* **PAGE TEXT**
Just as an observation, having been around actual tropical faded Rolex watches: Any originally tropically faded watch is also beat to shit. The ones I most commonly saw in the 80's were on the wrists of oilfield workers in the Gulf of Mexico (where I was working as a diver) that had been worn by the riggers and workers who had previously spent years in Saudi Arabia, working outside in the sun 12 hours a day. The interior temperatures of the watches in the sun is what baked them grey (think car parked in the sun on your wrist) What goes along with that life of exposure is a case that's also been beaten up. The inserts get scratched to fuck too. I changed my insert out every five years, and reliably this is how it went: Within 6 months the pearl was gone (one time it was one week)... In a year there were several good scratches on it. In 5 years it had turned into swiss-cheese (from underwater electric arc welding electrolysis) and was replaced. I saw more than one Sub worn by working guys that had not had an insert on them in years. And the first watch that I thought was an Explorer was a Sub that had lost the entire bezel, and had been worn that way for a decade. My very first Sub, made in 1966, was bought used for $375 by me, cheap because the insert had been swiss-cheesed and the stainless steel cap on the end of the crown was half gone, with the threads on the crown tube mostly missing too. That was all from underwater welding damage. I wore it like that until I got my Sea Dweller, and then sent it out for a new tube, crown, and insert. But that was a typical working mans watch when I worked offshore.

 

 

There's no such thing as a real tropical dial on a watch with a case that's not been equally aged.....

* **SET EXERCISE 1**
Pull out every line of the listing below that contains the string "forest", matching case exactly.

* **ENTRIES SUPPLIED**
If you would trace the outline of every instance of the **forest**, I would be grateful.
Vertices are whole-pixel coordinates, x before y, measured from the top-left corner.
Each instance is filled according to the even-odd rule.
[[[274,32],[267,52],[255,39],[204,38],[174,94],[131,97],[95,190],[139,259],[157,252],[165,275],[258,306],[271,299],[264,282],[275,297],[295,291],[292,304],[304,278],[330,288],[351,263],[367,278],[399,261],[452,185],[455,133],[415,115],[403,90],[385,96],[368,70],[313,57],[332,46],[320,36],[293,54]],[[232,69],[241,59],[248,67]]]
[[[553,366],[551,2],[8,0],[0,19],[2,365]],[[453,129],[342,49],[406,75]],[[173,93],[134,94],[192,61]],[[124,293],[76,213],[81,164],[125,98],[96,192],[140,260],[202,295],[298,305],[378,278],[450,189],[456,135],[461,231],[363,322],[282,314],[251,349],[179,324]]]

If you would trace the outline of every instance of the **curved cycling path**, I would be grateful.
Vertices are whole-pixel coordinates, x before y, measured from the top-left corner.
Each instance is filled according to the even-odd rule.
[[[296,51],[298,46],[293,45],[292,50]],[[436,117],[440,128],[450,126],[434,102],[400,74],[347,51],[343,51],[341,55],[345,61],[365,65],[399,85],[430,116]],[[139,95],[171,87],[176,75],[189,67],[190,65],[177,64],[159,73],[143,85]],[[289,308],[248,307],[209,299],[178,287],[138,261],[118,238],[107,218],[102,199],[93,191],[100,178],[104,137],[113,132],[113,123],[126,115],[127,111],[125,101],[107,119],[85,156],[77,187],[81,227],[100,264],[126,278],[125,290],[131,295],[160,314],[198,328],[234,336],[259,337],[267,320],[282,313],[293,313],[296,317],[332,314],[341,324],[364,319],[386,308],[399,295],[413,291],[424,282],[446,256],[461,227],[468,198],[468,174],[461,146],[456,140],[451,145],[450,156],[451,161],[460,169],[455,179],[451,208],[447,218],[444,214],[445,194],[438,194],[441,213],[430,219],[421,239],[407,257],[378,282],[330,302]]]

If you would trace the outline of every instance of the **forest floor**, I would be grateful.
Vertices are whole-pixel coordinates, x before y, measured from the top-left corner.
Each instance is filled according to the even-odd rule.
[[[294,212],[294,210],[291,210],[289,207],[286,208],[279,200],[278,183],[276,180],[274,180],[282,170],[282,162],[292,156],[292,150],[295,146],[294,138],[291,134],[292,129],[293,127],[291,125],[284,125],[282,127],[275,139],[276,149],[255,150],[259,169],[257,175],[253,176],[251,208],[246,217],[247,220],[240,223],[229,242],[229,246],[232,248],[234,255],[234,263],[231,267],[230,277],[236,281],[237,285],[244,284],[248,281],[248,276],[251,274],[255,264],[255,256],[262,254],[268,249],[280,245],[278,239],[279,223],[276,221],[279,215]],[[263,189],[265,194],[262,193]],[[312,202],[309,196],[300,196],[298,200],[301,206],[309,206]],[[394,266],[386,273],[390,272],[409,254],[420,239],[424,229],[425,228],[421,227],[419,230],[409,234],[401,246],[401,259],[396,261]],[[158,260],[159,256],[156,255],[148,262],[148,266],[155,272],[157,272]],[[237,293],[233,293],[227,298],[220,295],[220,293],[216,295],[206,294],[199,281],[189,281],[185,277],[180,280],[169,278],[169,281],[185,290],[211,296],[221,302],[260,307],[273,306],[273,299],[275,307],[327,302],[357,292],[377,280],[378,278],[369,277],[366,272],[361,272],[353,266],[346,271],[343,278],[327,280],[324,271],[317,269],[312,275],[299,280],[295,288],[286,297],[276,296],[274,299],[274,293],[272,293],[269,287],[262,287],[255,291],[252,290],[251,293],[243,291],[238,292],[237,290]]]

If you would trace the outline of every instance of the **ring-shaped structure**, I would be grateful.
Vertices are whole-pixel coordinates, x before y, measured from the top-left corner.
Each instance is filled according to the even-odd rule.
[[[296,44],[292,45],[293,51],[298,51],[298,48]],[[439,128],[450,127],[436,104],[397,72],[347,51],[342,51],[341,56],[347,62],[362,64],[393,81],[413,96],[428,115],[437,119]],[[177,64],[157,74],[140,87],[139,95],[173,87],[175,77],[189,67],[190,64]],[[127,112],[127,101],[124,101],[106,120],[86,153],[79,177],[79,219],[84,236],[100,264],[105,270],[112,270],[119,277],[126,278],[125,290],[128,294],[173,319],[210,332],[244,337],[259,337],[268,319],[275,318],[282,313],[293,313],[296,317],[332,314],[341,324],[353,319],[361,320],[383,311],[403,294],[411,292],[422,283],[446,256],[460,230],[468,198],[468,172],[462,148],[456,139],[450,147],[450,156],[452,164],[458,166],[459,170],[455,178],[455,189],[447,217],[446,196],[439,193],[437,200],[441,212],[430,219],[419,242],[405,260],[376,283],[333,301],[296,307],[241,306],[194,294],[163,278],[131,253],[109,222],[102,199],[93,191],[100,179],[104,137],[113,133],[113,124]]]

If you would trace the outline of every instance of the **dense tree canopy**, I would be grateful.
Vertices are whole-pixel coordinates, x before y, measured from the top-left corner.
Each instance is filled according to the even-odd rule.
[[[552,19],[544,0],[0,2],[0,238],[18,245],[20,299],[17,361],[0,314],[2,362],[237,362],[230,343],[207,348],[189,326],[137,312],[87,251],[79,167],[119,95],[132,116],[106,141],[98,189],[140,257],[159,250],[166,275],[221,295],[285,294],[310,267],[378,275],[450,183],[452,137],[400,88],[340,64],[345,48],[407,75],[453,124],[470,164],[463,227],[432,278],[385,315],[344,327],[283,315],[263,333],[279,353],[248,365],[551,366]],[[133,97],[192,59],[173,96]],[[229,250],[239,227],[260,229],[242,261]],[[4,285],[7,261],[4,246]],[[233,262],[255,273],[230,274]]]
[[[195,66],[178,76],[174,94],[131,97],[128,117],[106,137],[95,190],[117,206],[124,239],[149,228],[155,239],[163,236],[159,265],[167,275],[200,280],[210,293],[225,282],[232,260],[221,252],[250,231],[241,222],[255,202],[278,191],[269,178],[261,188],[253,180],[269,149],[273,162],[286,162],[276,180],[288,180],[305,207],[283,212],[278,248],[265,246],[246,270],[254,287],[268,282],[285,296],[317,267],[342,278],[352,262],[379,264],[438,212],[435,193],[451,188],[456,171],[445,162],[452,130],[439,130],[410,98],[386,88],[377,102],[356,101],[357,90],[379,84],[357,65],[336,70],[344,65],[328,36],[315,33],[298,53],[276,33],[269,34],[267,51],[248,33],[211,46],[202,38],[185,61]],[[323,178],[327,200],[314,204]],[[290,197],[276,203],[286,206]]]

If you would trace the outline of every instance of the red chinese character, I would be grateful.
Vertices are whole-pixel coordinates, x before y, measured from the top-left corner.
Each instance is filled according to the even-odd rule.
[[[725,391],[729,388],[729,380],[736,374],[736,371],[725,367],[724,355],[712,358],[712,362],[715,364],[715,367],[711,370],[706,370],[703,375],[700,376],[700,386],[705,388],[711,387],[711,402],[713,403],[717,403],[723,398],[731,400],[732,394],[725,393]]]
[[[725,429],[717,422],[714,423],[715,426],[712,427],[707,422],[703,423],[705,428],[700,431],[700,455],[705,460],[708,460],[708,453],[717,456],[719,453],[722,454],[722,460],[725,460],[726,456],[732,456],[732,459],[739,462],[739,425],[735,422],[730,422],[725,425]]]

...

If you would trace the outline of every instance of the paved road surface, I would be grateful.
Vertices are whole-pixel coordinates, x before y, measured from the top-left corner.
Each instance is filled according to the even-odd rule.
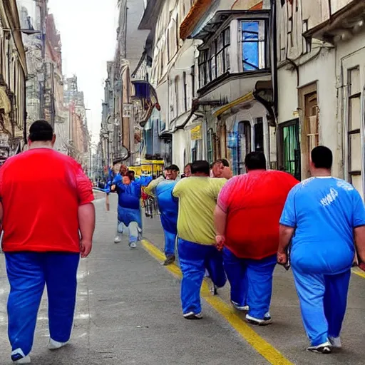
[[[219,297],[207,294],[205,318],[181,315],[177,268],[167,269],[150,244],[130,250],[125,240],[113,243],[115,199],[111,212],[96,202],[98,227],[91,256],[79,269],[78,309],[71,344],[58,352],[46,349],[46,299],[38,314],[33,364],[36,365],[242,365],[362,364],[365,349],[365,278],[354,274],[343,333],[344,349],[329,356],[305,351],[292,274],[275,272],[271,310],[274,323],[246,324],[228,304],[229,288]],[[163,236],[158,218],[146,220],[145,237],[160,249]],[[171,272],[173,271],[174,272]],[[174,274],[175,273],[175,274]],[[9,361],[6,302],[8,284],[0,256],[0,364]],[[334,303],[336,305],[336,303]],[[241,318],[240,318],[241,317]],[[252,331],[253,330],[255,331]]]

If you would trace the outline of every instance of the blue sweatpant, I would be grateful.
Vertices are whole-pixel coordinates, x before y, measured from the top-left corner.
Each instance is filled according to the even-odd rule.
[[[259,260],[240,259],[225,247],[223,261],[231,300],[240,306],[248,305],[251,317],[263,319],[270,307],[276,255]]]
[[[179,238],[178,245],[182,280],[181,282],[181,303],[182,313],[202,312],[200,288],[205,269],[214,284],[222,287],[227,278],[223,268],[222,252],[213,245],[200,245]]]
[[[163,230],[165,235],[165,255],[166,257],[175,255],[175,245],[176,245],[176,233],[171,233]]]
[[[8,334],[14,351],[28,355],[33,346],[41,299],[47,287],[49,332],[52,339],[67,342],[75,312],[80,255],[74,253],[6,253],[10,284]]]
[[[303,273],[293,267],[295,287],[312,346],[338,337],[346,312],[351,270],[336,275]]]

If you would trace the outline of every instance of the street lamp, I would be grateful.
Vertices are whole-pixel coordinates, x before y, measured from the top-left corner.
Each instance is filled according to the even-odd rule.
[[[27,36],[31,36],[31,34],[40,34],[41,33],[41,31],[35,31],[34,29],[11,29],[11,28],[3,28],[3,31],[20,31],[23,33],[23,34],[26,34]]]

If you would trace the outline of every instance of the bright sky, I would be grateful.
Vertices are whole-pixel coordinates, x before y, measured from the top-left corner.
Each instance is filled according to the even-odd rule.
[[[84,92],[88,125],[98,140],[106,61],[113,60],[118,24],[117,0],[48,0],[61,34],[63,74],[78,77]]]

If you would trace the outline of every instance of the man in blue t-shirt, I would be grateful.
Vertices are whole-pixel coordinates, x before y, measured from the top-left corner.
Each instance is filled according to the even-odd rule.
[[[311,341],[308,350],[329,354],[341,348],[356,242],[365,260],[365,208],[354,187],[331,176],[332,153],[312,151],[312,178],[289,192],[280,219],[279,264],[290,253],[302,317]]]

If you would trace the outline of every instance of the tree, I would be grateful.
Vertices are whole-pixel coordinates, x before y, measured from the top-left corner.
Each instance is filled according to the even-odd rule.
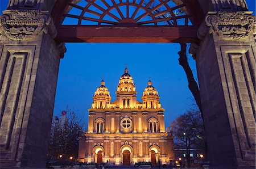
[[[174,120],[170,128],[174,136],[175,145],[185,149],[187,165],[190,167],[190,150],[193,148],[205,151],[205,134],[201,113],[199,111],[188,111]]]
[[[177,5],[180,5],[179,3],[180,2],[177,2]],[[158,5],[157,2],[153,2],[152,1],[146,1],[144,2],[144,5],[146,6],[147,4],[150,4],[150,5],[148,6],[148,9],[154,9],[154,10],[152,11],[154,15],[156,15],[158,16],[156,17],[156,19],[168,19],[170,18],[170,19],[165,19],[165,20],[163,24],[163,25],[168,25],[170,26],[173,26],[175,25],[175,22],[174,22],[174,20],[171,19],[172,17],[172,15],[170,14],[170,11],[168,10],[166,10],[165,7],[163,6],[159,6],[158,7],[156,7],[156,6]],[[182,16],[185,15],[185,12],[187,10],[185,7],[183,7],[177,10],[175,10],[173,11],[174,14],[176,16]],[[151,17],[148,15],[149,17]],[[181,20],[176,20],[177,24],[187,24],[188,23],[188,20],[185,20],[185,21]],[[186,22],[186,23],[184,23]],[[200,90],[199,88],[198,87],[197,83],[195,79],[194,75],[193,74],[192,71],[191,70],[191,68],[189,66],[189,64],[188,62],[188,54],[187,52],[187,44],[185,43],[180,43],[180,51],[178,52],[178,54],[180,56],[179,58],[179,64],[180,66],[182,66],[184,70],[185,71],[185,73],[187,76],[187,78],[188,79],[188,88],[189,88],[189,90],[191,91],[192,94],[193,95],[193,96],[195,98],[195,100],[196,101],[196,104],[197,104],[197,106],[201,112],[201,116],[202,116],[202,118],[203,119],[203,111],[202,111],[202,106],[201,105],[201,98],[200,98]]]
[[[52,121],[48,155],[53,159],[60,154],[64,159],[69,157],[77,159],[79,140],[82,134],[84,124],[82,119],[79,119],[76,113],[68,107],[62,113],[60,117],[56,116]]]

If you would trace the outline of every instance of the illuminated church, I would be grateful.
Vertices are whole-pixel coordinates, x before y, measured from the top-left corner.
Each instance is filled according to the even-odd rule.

* **SET EXERCISE 2**
In the post about tropically faded watches, what price did the writer pay for the first Sub?

* **EXERCISE RESPONSE 1**
If you would trace the outline of every instance of the **forest**, I would be grateful.
If you would trace the outline of every instance of the **forest floor**, I would be grateful.

* **EXERCISE RESPONSE 2**
$375